▶ **EXERCISE**: Repeat the stretch of rows below from the line containing "the wood grain" through the last row, word for word.

(Source data)
◇ ◇ ◇

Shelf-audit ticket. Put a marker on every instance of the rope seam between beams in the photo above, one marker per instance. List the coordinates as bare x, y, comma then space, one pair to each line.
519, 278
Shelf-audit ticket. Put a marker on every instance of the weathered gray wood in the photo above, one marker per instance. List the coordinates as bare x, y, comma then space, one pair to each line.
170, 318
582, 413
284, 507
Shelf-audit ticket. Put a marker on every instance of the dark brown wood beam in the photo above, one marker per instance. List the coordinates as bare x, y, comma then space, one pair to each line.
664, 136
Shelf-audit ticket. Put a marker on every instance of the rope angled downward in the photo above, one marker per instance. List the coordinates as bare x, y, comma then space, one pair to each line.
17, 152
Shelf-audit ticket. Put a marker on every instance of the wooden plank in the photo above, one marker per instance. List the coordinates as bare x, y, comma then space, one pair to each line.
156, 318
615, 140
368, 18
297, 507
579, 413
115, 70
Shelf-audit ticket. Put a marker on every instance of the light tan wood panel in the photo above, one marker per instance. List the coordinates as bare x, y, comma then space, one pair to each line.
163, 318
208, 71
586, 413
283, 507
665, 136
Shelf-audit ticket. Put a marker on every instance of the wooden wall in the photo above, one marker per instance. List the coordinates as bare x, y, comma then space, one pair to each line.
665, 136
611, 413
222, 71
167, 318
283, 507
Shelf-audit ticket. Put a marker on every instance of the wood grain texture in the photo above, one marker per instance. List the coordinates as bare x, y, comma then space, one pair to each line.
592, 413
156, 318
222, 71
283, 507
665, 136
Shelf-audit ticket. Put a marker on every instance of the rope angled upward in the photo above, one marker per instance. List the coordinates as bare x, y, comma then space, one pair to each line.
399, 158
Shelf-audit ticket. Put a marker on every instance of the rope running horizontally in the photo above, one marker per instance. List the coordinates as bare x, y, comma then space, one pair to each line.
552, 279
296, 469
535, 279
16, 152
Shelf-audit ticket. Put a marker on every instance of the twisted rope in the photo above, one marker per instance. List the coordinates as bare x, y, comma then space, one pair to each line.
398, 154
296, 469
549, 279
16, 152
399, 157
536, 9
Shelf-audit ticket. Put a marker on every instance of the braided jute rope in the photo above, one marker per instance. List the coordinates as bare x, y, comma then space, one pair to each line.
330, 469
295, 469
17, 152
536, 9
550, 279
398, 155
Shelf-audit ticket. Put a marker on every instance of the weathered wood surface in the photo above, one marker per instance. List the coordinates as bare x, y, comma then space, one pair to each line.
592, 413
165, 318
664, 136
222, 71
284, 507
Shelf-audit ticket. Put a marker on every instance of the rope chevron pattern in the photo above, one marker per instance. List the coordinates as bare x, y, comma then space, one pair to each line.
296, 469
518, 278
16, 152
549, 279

◇ ◇ ◇

▶ **EXPECTED ANSWER**:
Shelf-audit ticket. Put a marker on every instance of the wood grain texture in the photo above, one marker per instance. List the coordinates as bare x, y, comma then space, one pair to each line.
592, 413
156, 318
222, 71
283, 507
665, 136
Shelf-audit ticket. Put a marker on every instance of the rope angled upward in the photo above, one marker per instance. List the coordinates as bare x, y, comma then space, one pair to each line.
399, 158
Shelf-audit ticket. Put a marker on every instance of the rope running horizontally in the photo above, one marker per instance. List the coordinates as bare x, y, comma then space, one pair to each line.
552, 279
296, 469
535, 279
16, 152
Shelf-audit ticket. Put a marker on every instance of the twisted rope in the photo above, one marker per instance. List the coordinates as bare x, y, comma then space, one pair to each line.
398, 154
296, 469
549, 279
16, 152
399, 157
536, 9
Shelf-audit ticket. Put a marker on every instance of the braided jute rope in the photo above, one marker per instance. List the coordinates as bare x, y, comma then space, one pair to each line.
330, 469
295, 469
17, 152
536, 9
550, 279
398, 155
Shelf-audit ticket. Put a marker on every instance of the weathered wood surface in the photo above, one marker per instance. List the coordinates as bare x, y, comma then space, one pair to each line.
592, 413
165, 318
664, 136
222, 71
284, 507
Shelf-audit ticket. Put a marker on every instance of the rope chevron pattern in the photo above, one marker per instance. List the coordinates as bare x, y, comma then space, one pair to each line.
296, 469
518, 278
16, 152
549, 279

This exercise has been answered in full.